Отрывок текста:
|---|
Где ещё видишь на вырост пространство,

в огненном город венце?

После полуночи ходит ли транспорт

с бедной окраины в центр?

 

Вообще, молодому поэту из Вологды Рубцова естественно скорее не любить – как, например, для поэта рязанского естественно не любить Есенина. Громада затмевает горизонт, да и «старшие товарищи» слишком стараются учить, как надо делать. Но у Марии разговор с земляком кажется вполне внятным. Хотя, опять-таки, любое сопоставление тут будет условным: всё-таки иное время, иной воздух, иной ритм дыхания. Ещё легче найти близких Марии Марковой авторов среди современников. Скажем, отчётливую близость интонации некоторых её стихов и стихов Ольги Седаковой отмечали многие.

Вот только к чему эти параллели? Мария же не зря сказала: «А мы хотели музыкой и сами». Музыкой, как известно, создаются миры, и мир этих стихов вполне осязаем. В этом мире всё одновременно. Не медленно, а именно одновременно – детство, любовь, лес, старость:

 

Как будто я вижу, вот тут подглядела случайно,

как падает камень, как щепку уносит, качая.

С корзиной тяжёлой идут, поднимаясь, легки,

неясные тени, забытые старики,

совсем ещё юные, гибкие – не спугни.

Они ведь уверены, что совершенно одни.

 

Собственно, это даже не мир, но некоторое множество частных Вселенных, принадлежащих каждая отдельной душе. Но, парадоксальным образом, такое устройство не подразумевает солипсизма – большинство миров открыты для вхождения. Только каждому, пришедшему сюда, надо понимать: он теперь и сам абсолютно открыт, развёрнут навроде ёжика, упавшего в воду. Только не в пространстве развёрнут, но во времени:

 

... потому что я вижу в прихожей

безмятежных людей молодых,

потому что я вижу их тоже,

но – седых.
|---|
Предложенные пункты:

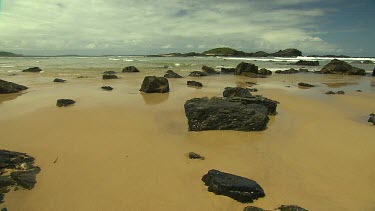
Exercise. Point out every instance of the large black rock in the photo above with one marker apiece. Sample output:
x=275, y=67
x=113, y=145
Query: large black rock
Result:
x=32, y=70
x=239, y=188
x=130, y=69
x=9, y=87
x=153, y=84
x=222, y=114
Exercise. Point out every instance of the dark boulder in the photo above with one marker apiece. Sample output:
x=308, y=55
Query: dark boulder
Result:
x=221, y=114
x=107, y=88
x=130, y=69
x=59, y=80
x=197, y=74
x=153, y=84
x=236, y=92
x=171, y=74
x=9, y=87
x=32, y=70
x=244, y=67
x=307, y=63
x=341, y=67
x=109, y=76
x=372, y=118
x=193, y=155
x=209, y=70
x=238, y=188
x=227, y=70
x=194, y=83
x=305, y=85
x=64, y=102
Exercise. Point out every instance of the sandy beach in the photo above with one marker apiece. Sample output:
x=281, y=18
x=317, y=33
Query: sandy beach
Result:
x=123, y=150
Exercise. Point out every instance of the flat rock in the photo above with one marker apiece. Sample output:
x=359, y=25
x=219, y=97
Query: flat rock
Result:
x=194, y=84
x=153, y=84
x=221, y=114
x=64, y=102
x=341, y=67
x=32, y=70
x=7, y=87
x=238, y=188
x=171, y=74
x=130, y=69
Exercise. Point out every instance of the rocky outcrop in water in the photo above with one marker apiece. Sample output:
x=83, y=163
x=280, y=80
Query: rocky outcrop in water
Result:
x=33, y=70
x=130, y=69
x=307, y=63
x=341, y=67
x=64, y=102
x=7, y=87
x=17, y=171
x=238, y=188
x=171, y=74
x=153, y=84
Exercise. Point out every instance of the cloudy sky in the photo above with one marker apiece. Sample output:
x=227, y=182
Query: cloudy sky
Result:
x=97, y=27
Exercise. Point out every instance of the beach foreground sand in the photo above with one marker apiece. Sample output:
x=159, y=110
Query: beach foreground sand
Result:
x=123, y=150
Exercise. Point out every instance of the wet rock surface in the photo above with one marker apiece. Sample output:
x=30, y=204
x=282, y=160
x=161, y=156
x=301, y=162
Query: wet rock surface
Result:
x=153, y=84
x=238, y=188
x=64, y=102
x=17, y=171
x=7, y=87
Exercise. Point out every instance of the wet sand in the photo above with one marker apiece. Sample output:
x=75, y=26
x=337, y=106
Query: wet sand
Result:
x=122, y=150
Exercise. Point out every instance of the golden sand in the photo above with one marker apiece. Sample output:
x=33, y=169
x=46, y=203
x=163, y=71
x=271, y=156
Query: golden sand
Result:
x=122, y=150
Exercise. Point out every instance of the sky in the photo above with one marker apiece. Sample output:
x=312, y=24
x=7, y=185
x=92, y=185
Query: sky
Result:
x=129, y=27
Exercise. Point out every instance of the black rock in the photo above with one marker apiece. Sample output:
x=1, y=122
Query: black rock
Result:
x=193, y=155
x=238, y=188
x=301, y=84
x=9, y=87
x=209, y=70
x=291, y=208
x=372, y=118
x=64, y=102
x=153, y=84
x=307, y=63
x=197, y=74
x=221, y=114
x=107, y=76
x=108, y=88
x=340, y=67
x=236, y=92
x=244, y=67
x=32, y=70
x=171, y=74
x=130, y=69
x=109, y=72
x=227, y=70
x=59, y=80
x=194, y=83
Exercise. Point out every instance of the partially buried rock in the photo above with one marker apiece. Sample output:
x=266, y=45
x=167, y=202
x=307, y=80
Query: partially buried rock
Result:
x=194, y=84
x=341, y=67
x=130, y=69
x=372, y=118
x=197, y=74
x=107, y=88
x=9, y=87
x=32, y=70
x=109, y=76
x=59, y=80
x=64, y=102
x=193, y=155
x=305, y=85
x=238, y=188
x=171, y=74
x=222, y=114
x=153, y=84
|---|
Список заданий:
[1] Согласуются ли с отрывком утверждения (а) молодому поэту из Вологды естественно любить Рубцова, (б) многие отмечали близость интонации стихов Марии Марковой и Ольги Седаковой, (в) в мире этих стихов всё происходит медленно? Ответь на каждое «да» или «нет» и приведи решающие слова отрывка в точной цитате.
[2] Обнови отрывок: перепиши его часть, начав с места со словами "После полуночи ходит" и закончив после слов "Седаковой отмечали многие.", и замени в ней "Вологды" на "Рязани".
Пункты здесь ни при чём.

Итоговые ответы:
[1]
(а) Нет: «молодому поэту из Вологды Рубцова естественно скорее не любить».
(б) Да: «отчётливую близость интонации некоторых её стихов и стихов Ольги Седаковой отмечали многие».
(в) Нет: «Не медленно, а именно одновременно».

[2]
После полуночи ходит ли транспорт

с бедной окраины в центр?

 

Вообще, молодому поэту из Рязани Рубцова естественно скорее не любить – как, например, для поэта рязанского естественно не любить Есенина. Громада затмевает горизонт, да и «старшие товарищи» слишком стараются учить, как надо делать. Но у Марии разговор с земляком кажется вполне внятным. Хотя, опять-таки, любое сопоставление тут будет условным: всё-таки иное время, иной воздух, иной ритм дыхания. Ещё легче найти близких Марии Марковой авторов среди современников. Скажем, отчётливую близость интонации некоторых её стихов и стихов Ольги Седаковой отмечали многие.